Question

imagine that ou are stduying a very large population of moths that is isolate d from gene flow.A single gene controls wing color.Half of the moths have white spotted wings (genotype WW or Ww) and half of the moths have plain brown wings (ww).There are no new mutations indivisuals mate randomly, and there is no natural selection on wing color.Explain , why any calculation, wether this population is under a hardy weinberg equilibrium

Answer 1

About the question:

I failed to find the complete question. However, I will explain why this population is considered to be in Hardy-Weinberg equilibrium, and what the destiny of the alleles is.

Answer:

This population is in equilibrium because it accomplishes all the H-W assumptions for a population in equilibrium. Genetic nor allelic frequencies will change generation after generation. Alleles will remain equal.

Step-by-step explanation:

Available data:

• A single gene controls wing color
• Half of the moths have white-spotted wings
• half of the moths have plain brown wings
• W allele is dominant and expresses white wings
• w allele is recessive and expresses brown wings
• Individuals mate randomly
• No natural selection

We will know by theory if this population is or is not in equilibrium Hardy-Weinberg if the population is in concordance with the assumptions of the theory. So let us first analyze the Hardy-Weinberg assumptions for a population in equilibrium:

• Random matings: Any individual get crossed with any other individual

• No superposed generations: each individual can leave their gametes in the pool only once.
________________
Problem to work on
Print the passage of the Hardy-Weinberg thread from "imagine that ou" to "will remain equal." without any changes.

(Data entries)
________________
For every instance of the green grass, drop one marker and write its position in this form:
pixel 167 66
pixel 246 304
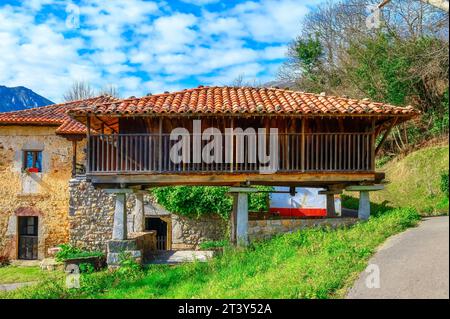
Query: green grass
pixel 16 274
pixel 414 181
pixel 311 263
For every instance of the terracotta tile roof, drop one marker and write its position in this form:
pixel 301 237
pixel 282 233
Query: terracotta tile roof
pixel 245 100
pixel 53 115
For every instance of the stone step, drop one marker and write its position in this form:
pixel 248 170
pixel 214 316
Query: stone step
pixel 179 256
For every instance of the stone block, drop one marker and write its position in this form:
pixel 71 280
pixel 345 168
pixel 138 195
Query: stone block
pixel 113 259
pixel 118 246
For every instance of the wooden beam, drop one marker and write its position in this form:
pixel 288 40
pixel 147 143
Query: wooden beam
pixel 388 131
pixel 285 179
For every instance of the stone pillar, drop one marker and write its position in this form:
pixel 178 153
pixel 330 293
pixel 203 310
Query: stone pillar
pixel 138 213
pixel 331 209
pixel 120 218
pixel 364 205
pixel 239 217
pixel 364 201
pixel 242 219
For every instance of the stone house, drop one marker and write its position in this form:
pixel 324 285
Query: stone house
pixel 46 201
pixel 79 172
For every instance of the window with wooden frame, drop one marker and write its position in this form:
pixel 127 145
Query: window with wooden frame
pixel 32 161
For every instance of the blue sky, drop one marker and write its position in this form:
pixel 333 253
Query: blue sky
pixel 144 46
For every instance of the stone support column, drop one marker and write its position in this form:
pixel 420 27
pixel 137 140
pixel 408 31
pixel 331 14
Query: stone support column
pixel 138 213
pixel 240 215
pixel 364 199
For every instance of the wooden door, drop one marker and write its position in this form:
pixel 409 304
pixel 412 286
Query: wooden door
pixel 28 237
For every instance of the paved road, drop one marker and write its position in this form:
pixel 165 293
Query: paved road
pixel 414 264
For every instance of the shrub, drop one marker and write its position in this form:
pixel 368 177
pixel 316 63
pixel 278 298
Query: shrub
pixel 70 252
pixel 128 266
pixel 4 261
pixel 195 201
pixel 445 184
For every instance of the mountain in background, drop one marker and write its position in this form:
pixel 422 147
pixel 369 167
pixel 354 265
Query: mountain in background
pixel 19 98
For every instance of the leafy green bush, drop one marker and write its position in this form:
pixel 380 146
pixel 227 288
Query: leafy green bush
pixel 70 252
pixel 445 184
pixel 86 268
pixel 128 266
pixel 195 201
pixel 4 261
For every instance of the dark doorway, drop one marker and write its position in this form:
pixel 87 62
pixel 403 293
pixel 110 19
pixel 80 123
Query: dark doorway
pixel 156 223
pixel 28 237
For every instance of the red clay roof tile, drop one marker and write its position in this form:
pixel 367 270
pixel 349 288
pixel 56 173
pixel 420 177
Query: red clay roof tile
pixel 242 100
pixel 53 115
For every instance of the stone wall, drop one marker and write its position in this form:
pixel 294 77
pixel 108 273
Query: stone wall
pixel 188 233
pixel 34 194
pixel 91 215
pixel 263 229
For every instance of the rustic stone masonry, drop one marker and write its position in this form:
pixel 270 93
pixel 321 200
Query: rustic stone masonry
pixel 188 233
pixel 91 213
pixel 263 229
pixel 91 221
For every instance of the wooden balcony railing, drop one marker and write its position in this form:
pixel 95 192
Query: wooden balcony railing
pixel 309 152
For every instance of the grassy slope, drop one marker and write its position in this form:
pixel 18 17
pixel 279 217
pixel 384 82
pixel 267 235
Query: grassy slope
pixel 313 263
pixel 414 181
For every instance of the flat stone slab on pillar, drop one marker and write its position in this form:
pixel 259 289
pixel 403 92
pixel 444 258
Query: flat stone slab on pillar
pixel 117 246
pixel 179 256
pixel 113 259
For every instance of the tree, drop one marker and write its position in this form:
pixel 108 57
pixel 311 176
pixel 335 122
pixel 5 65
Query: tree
pixel 404 61
pixel 110 90
pixel 80 90
pixel 441 4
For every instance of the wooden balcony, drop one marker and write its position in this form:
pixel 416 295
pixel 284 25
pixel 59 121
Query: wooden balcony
pixel 308 157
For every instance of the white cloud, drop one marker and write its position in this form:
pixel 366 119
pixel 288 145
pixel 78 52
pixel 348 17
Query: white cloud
pixel 200 2
pixel 143 46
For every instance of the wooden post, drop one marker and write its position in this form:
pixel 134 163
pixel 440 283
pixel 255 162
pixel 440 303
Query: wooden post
pixel 89 151
pixel 74 158
pixel 303 145
pixel 160 151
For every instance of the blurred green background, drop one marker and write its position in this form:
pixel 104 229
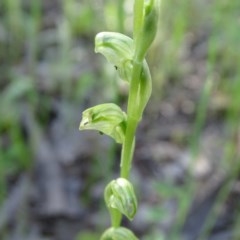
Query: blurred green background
pixel 49 74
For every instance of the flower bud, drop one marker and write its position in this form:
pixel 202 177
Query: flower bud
pixel 119 194
pixel 119 233
pixel 106 118
pixel 118 49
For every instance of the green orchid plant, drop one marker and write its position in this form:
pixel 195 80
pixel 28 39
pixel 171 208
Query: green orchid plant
pixel 128 57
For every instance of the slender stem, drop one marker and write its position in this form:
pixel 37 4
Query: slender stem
pixel 133 109
pixel 120 13
pixel 138 18
pixel 132 122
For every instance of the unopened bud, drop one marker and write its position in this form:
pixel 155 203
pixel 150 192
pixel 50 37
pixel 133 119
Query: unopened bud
pixel 119 194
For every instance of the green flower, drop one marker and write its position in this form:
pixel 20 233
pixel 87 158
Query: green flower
pixel 106 118
pixel 118 50
pixel 119 194
pixel 119 233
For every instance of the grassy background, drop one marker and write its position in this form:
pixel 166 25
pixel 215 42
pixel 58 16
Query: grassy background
pixel 41 50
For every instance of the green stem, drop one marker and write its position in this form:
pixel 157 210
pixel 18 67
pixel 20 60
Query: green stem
pixel 138 18
pixel 133 112
pixel 132 122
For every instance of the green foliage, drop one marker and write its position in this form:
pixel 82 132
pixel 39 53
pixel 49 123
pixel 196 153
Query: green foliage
pixel 127 55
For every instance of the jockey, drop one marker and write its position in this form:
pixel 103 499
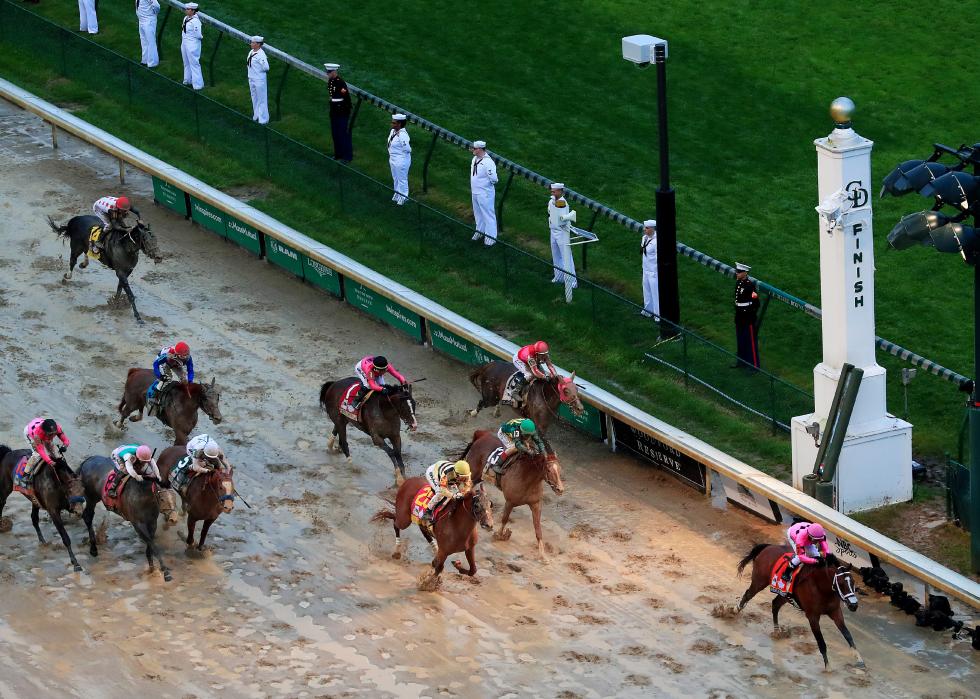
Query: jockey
pixel 809 542
pixel 371 372
pixel 532 362
pixel 206 455
pixel 520 435
pixel 135 460
pixel 40 434
pixel 444 477
pixel 112 212
pixel 172 364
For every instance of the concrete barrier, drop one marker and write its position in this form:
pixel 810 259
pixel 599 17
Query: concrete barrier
pixel 624 426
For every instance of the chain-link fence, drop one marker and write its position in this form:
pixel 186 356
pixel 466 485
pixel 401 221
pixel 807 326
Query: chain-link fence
pixel 436 250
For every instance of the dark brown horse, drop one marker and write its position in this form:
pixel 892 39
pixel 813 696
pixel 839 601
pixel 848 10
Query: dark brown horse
pixel 521 483
pixel 56 488
pixel 543 397
pixel 381 415
pixel 206 496
pixel 455 532
pixel 178 408
pixel 140 504
pixel 121 249
pixel 818 591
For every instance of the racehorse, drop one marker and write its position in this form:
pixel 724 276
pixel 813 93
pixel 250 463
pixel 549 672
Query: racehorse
pixel 455 532
pixel 380 415
pixel 543 396
pixel 56 488
pixel 207 495
pixel 178 408
pixel 818 590
pixel 521 482
pixel 120 249
pixel 140 504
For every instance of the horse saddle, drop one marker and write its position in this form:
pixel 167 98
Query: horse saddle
pixel 347 400
pixel 113 489
pixel 421 503
pixel 23 482
pixel 777 584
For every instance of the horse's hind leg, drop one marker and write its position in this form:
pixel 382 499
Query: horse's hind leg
pixel 35 520
pixel 60 526
pixel 838 618
pixel 470 560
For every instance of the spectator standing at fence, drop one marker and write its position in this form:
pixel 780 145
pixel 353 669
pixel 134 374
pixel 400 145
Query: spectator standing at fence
pixel 340 109
pixel 483 176
pixel 746 309
pixel 399 157
pixel 88 21
pixel 648 259
pixel 190 47
pixel 560 218
pixel 257 65
pixel 146 16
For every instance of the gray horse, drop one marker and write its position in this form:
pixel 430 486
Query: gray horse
pixel 121 249
pixel 140 504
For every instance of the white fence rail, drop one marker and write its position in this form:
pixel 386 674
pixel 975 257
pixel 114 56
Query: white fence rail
pixel 623 425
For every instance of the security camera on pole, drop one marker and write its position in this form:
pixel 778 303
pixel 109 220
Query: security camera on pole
pixel 875 465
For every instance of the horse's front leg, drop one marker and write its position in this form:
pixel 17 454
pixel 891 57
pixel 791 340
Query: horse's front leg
pixel 124 286
pixel 814 619
pixel 60 526
pixel 470 560
pixel 838 617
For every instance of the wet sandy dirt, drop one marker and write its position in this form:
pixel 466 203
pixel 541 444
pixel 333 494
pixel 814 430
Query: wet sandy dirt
pixel 299 596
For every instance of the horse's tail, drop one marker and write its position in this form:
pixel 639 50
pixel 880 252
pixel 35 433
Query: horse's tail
pixel 323 393
pixel 750 556
pixel 476 375
pixel 61 231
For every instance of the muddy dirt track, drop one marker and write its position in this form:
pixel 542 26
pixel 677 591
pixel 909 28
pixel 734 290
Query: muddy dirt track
pixel 299 596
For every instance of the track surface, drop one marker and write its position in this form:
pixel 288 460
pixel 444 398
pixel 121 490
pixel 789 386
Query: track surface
pixel 300 597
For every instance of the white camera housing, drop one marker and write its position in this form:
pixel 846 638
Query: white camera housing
pixel 639 48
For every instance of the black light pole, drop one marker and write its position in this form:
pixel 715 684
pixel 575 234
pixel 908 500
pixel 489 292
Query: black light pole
pixel 670 306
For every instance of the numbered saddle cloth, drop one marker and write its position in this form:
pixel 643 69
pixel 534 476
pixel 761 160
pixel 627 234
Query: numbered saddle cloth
pixel 777 584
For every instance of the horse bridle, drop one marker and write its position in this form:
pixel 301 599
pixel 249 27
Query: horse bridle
pixel 851 596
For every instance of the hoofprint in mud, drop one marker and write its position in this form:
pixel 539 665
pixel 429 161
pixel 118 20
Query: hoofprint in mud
pixel 300 596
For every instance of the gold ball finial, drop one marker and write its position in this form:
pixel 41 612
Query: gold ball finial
pixel 841 110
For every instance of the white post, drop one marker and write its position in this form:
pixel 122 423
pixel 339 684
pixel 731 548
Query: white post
pixel 875 466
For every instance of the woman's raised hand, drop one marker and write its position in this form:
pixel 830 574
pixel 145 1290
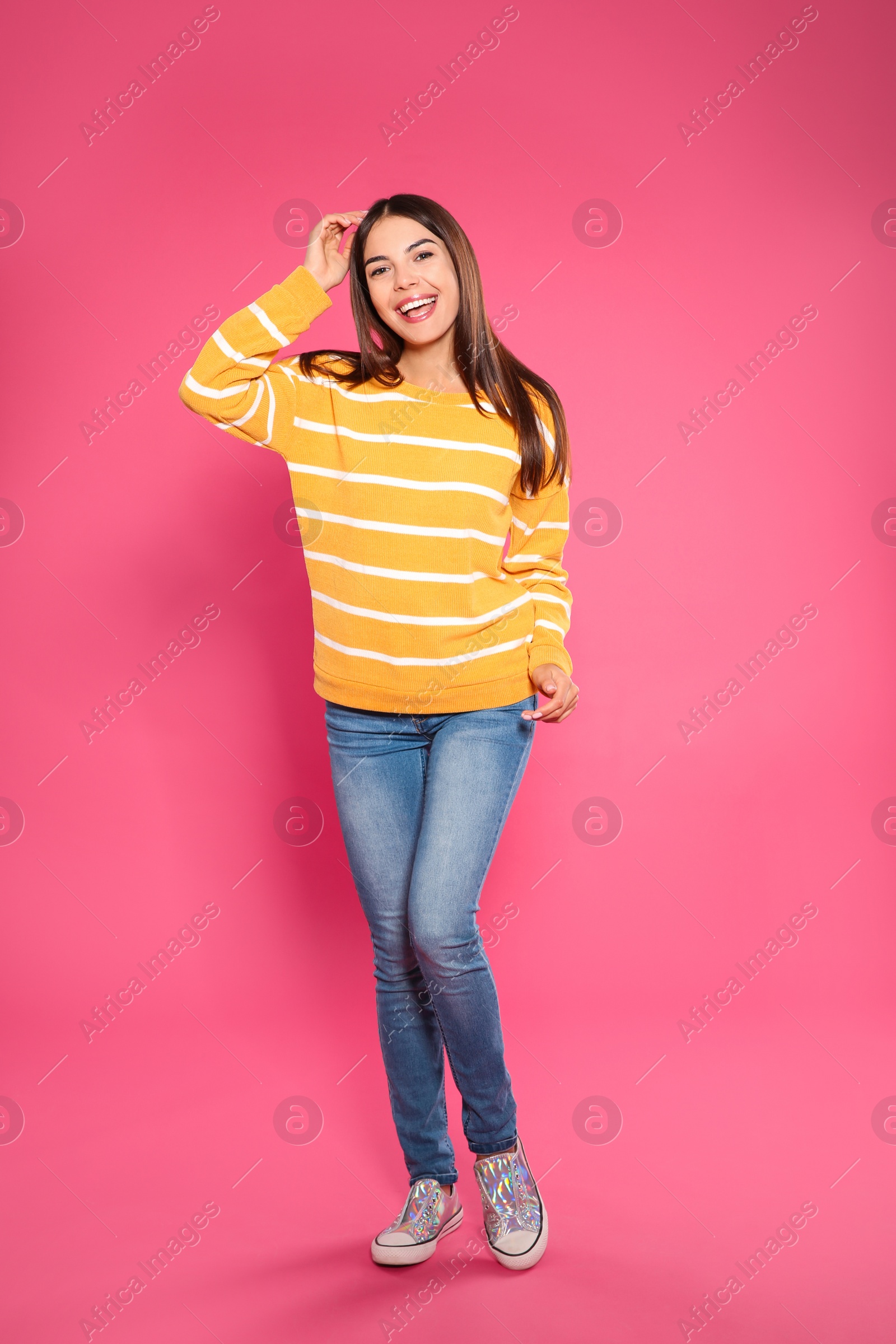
________________
Response to the exercise
imagine that ou are stduying a very large population of moths that is isolate d from gene flow.A single gene controls wing color.Half of the moths have white spotted wings (genotype WW or Ww) and half of the moths have plain brown wings (ww).There are no new mutations indivisuals mate randomly, and there is no natural selection on wing color.Explain , why any calculation, wether this population is under a hardy weinberg equilibrium

Answer 1

About the question:

I failed to find the complete question. However, I will explain why this population is considered to be in Hardy-Weinberg equilibrium, and what the destiny of the alleles is.

Answer:

This population is in equilibrium because it accomplishes all the H-W assumptions for a population in equilibrium. Genetic nor allelic frequencies will change generation after generation. Alleles will remain equal.